## Instructions to follow
The records below must be retyped exactly.
━━━ Data supplied ━━━
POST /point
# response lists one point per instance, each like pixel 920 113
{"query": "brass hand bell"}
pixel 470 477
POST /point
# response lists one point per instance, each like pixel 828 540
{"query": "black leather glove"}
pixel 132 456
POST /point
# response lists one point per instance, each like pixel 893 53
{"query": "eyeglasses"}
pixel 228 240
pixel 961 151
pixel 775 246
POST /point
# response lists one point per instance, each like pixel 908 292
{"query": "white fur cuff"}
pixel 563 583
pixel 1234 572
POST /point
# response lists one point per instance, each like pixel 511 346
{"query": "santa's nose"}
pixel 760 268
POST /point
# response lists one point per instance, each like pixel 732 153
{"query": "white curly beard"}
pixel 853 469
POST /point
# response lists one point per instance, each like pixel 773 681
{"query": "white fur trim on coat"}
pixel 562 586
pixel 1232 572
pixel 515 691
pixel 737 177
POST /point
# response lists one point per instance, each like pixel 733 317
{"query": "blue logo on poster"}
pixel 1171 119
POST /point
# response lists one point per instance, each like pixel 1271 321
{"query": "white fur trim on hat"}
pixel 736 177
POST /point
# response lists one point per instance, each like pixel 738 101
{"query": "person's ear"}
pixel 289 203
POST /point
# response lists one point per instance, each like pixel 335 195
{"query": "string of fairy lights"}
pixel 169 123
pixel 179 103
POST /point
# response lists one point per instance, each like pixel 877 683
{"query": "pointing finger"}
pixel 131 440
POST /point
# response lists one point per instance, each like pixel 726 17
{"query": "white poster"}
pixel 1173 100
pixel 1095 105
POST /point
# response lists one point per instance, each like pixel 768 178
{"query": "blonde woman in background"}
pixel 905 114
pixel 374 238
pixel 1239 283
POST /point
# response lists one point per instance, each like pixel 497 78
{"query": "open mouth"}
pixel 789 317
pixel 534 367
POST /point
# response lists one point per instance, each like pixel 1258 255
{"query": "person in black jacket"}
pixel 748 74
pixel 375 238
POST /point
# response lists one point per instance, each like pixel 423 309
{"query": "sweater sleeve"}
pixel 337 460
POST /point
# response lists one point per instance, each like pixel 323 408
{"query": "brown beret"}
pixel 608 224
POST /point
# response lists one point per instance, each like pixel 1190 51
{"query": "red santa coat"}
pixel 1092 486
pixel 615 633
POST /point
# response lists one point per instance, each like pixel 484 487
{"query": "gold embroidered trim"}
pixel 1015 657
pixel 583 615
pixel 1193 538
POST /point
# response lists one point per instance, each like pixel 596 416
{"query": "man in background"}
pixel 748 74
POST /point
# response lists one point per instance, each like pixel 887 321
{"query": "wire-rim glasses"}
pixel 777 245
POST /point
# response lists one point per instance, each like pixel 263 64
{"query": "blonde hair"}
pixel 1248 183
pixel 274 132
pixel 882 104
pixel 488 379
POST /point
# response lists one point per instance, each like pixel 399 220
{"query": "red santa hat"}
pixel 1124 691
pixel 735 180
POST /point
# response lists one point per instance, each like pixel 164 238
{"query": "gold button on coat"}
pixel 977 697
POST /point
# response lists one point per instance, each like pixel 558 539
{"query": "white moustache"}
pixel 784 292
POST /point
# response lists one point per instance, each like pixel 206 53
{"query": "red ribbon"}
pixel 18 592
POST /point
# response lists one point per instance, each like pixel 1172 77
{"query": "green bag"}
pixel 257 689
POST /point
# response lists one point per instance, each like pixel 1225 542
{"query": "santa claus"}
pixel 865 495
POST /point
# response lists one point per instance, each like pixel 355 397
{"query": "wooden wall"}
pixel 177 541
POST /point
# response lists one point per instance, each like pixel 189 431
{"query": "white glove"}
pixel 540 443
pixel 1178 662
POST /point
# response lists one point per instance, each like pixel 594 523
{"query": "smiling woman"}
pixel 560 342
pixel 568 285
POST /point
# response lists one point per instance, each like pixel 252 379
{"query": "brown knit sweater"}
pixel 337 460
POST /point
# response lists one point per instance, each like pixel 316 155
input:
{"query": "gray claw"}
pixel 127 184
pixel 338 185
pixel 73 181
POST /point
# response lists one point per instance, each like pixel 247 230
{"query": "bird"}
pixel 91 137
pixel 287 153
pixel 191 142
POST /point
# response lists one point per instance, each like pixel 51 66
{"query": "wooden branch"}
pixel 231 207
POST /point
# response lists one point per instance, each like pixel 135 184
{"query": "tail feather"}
━━━
## Reply
POST /point
# response lists one point per instance, each like pixel 920 113
{"query": "brass hand bell"}
pixel 470 477
POST /point
# response lists one point per instance, each like pixel 828 540
{"query": "black leather glove"}
pixel 132 456
POST /point
# response lists one point per instance, each like pixel 893 53
{"query": "eyeglasses"}
pixel 228 240
pixel 961 151
pixel 775 246
POST /point
# response lists one point per instance, each like pixel 908 292
{"query": "white fur cuff"}
pixel 563 583
pixel 1234 572
POST /point
# response lists one point per instance, each like pixel 511 346
{"query": "santa's nose"}
pixel 760 268
POST /point
# response lists one point per instance, each like pixel 732 153
{"query": "white curly beard"}
pixel 853 469
POST /point
# response lists one point per instance, each like pixel 773 681
{"query": "white fur trim on coat"}
pixel 562 586
pixel 1232 572
pixel 515 691
pixel 737 177
POST /point
# response lists one point per instance, each like pixel 733 317
{"query": "blue logo on poster"}
pixel 1171 119
POST /point
# response lists one point per instance, each like pixel 1271 321
{"query": "white fur trim on hat"}
pixel 736 177
POST /point
# response lists one point per instance, each like pixel 738 101
{"query": "person's ear"}
pixel 289 203
POST /point
# response lists one point per instance, each like pixel 335 195
{"query": "string of fairy lights"}
pixel 169 123
pixel 179 103
POST /point
# response lists one point per instance, each like pixel 877 683
{"query": "pointing finger"}
pixel 131 440
POST /point
# response lists one point per instance, each like pixel 726 17
{"query": "white poster"}
pixel 1173 100
pixel 1095 105
POST /point
# response lists one point per instance, each like pixel 768 178
{"query": "blonde woman in background"}
pixel 905 114
pixel 374 238
pixel 1239 283
POST /point
# response lists one point per instance, each like pixel 497 78
{"query": "open mouth"}
pixel 789 317
pixel 534 367
POST /point
# response lists one point per instance, each like pixel 1258 255
{"query": "person in black jacket"}
pixel 748 74
pixel 375 238
POST /point
# response lists one point per instance, each like pixel 423 309
{"query": "sweater sleeve"}
pixel 337 460
POST /point
# response lists one point per instance, each like pixel 323 408
{"query": "brown beret"}
pixel 608 224
POST /point
# response lists one point per instance, each like pixel 1190 51
{"query": "red santa coat"}
pixel 1092 486
pixel 615 633
POST /point
# response lists one point per instance, each like pixel 484 487
{"query": "gold embroidered trim"}
pixel 1015 657
pixel 583 615
pixel 1193 538
POST /point
# response lists one point per instance, each like pixel 596 416
{"query": "man in background"}
pixel 748 74
POST /point
# response lists one point per instance, each like pixel 887 321
{"query": "wire-rim glasses"}
pixel 777 245
POST /point
# response lists one point per instance, each like pixel 263 64
{"query": "blonde hair"}
pixel 1248 183
pixel 274 132
pixel 882 104
pixel 488 379
POST /point
# response lists one point per instance, each like pixel 399 220
{"query": "red santa hat"}
pixel 1124 691
pixel 735 180
POST /point
# response lists one point per instance, each like pixel 164 238
{"query": "gold button on coat"}
pixel 977 697
POST /point
# response lists one point per instance, each like pixel 558 539
{"query": "white moustache"}
pixel 784 292
POST /point
# response lists one point per instance, each like pixel 206 53
{"query": "red ribbon"}
pixel 18 592
POST /point
# response lists one point per instance, each like pixel 1172 77
{"query": "green bag"}
pixel 257 689
POST /point
# response lists one point per instance, each like pixel 1225 542
{"query": "santa claus"}
pixel 865 495
POST /point
# response lists one point per instance, each like pixel 355 397
{"query": "wooden wall"}
pixel 177 541
POST /point
# response lists one point per instance, each like pixel 189 431
{"query": "white glove"}
pixel 540 443
pixel 1178 662
POST /point
# response lists one point per instance, each like pixel 594 523
{"query": "smiling woman"}
pixel 560 342
pixel 568 285
POST /point
# response lists one point per instance, each like pixel 252 379
{"query": "brown knit sweater"}
pixel 337 460
POST /point
# response lists one point per instance, each like pixel 316 155
input:
{"query": "gray claw"}
pixel 127 184
pixel 338 185
pixel 73 181
POST /point
# response lists one point per instance, each like pixel 247 230
{"query": "bird"}
pixel 91 137
pixel 287 153
pixel 191 142
POST /point
# response lists one point per instance, each like pixel 51 66
{"query": "wooden branch"}
pixel 231 207
POST /point
# response lists one point per instance, each like pixel 135 184
{"query": "tail feather"}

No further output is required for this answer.